→ **选文**:
____________
文/钱承军


导读:1881年9月25日,鲁迅出生于浙江绍兴。今年是鲁迅诞辰140周年。鲁迅原名周樟寿,后改名周树人,字豫山,后改字豫才。著名文学家、思想家、革命家、教育家 、民主战士,新文化运动的重要参与者,中国现代文学的奠基人之一。 他对于五四运动以后的中国社会思想文化发展具有重大影响,蜚声世界文坛,尤其在韩国、日本思想文化领域有极其重要的地位和影响,被誉为“二十世纪东亚文化地图上占最大领土的作家”。


鲁迅名言励志(甘做有志青年最坚实的后盾)(1)

1932年,鲁迅应邀到北平师范大学演

81年前,始于北平的“一二·九”“一二·一六”两次大规模的学生抗日游行示威,迅速扩及天津、上海、南京、武汉等地,继而引发全中国全民族抗日救亡大风暴,史称“一二·九”运动。

在这场轰轰烈烈的抗日救国运动中,作为革命青年导师的鲁迅,虽时已身染重疴,却不顾个人健康与安危,在一些日记、杂文和书信里表达出自己的立场和观点,并公开发表谈话支持学生运动,甚至成为运动的间接参与者,明里暗里帮助学生与中共地下党,其所思所想和所作所为在中国青年运动史上留下了浓重的一笔。笔者特将近年来搜集到的有关鲁迅与“一二·九”运动关系的一些珍贵资料做系统梳理,在此基础上进一步探究,以飨读者。

运动前的思虑与预见

“一二·九”运动爆发前两三年,已侵占东北的日军又进逼关内,攫取了察哈尔和河北的大片领土,对平津形成包围态势,华北形势危急。而其时国民政府执意奉行“攘外必先安内”的不抵抗政策,准备撤出华北,并紧锣密鼓地筹划实施将北平故宫博物院的古物和团城的玉佛装箱搬迁到南方。1933年1月29日,上海《申报》号外载28日中央社电传教育部致北平各大学令,指责“北平各大学中颇有逃考及提前放假等情……查大学生为国民中坚分子,讵容妄自惊扰,败坏校规”,意即不准大学生逃难。同时社会上也出现所谓大学生“即使不能赴难,最低最低的限度也应不逃难”的言论。对于这些重物轻人的做法及不准大学生逃难的观点,鲁迅连续发表《逃的辩护》《崇实》 《论“赴难”和“逃难”》 《学生与玉佛》等文章给以抨击和讽刺。
____________
→ **完成下列任务**:
1) 根据选文,1933年1月29日刊载教育部致北平各大学令的号外出自上海哪份报纸?
2) 请把选文中从“1932年,鲁迅应邀到北平师范大学演”到“基础上进一步探究,以飨读者。”的这一段原样抄录下来。
作答时只依据选文。

→ **所附数据**:
____________
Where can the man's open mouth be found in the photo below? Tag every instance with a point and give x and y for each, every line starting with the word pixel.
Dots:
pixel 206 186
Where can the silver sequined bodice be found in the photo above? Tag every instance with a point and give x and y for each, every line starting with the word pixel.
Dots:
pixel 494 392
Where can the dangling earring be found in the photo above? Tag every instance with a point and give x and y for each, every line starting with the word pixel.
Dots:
____________
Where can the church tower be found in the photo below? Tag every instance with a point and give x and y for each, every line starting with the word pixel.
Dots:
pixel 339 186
____________
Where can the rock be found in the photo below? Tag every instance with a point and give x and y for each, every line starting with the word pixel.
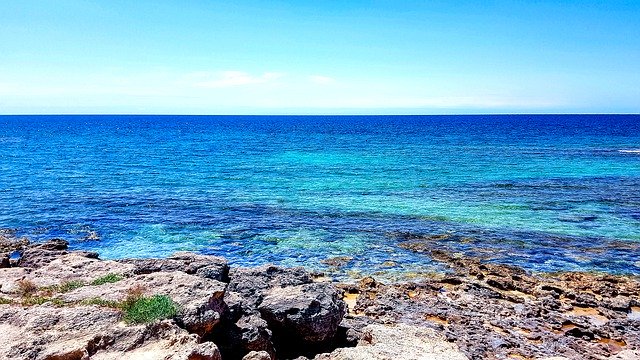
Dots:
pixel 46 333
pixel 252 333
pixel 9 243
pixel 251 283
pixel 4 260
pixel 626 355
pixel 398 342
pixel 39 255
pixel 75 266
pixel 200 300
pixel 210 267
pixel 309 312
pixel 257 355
____________
→ **逐项作答**:
1) 上海《申报》。

2)
1932年,鲁迅应邀到北平师范大学演

81年前,始于北平的“一二·九”“一二·一六”两次大规模的学生抗日游行示威,迅速扩及天津、上海、南京、武汉等地,继而引发全中国全民族抗日救亡大风暴,史称“一二·九”运动。

在这场轰轰烈烈的抗日救国运动中,作为革命青年导师的鲁迅,虽时已身染重疴,却不顾个人健康与安危,在一些日记、杂文和书信里表达出自己的立场和观点,并公开发表谈话支持学生运动,甚至成为运动的间接参与者,明里暗里帮助学生与中共地下党,其所思所想和所作所为在中国青年运动史上留下了浓重的一笔。笔者特将近年来搜集到的有关鲁迅与“一二·九”运动关系的一些珍贵资料做系统梳理,在此基础上进一步探究,以飨读者。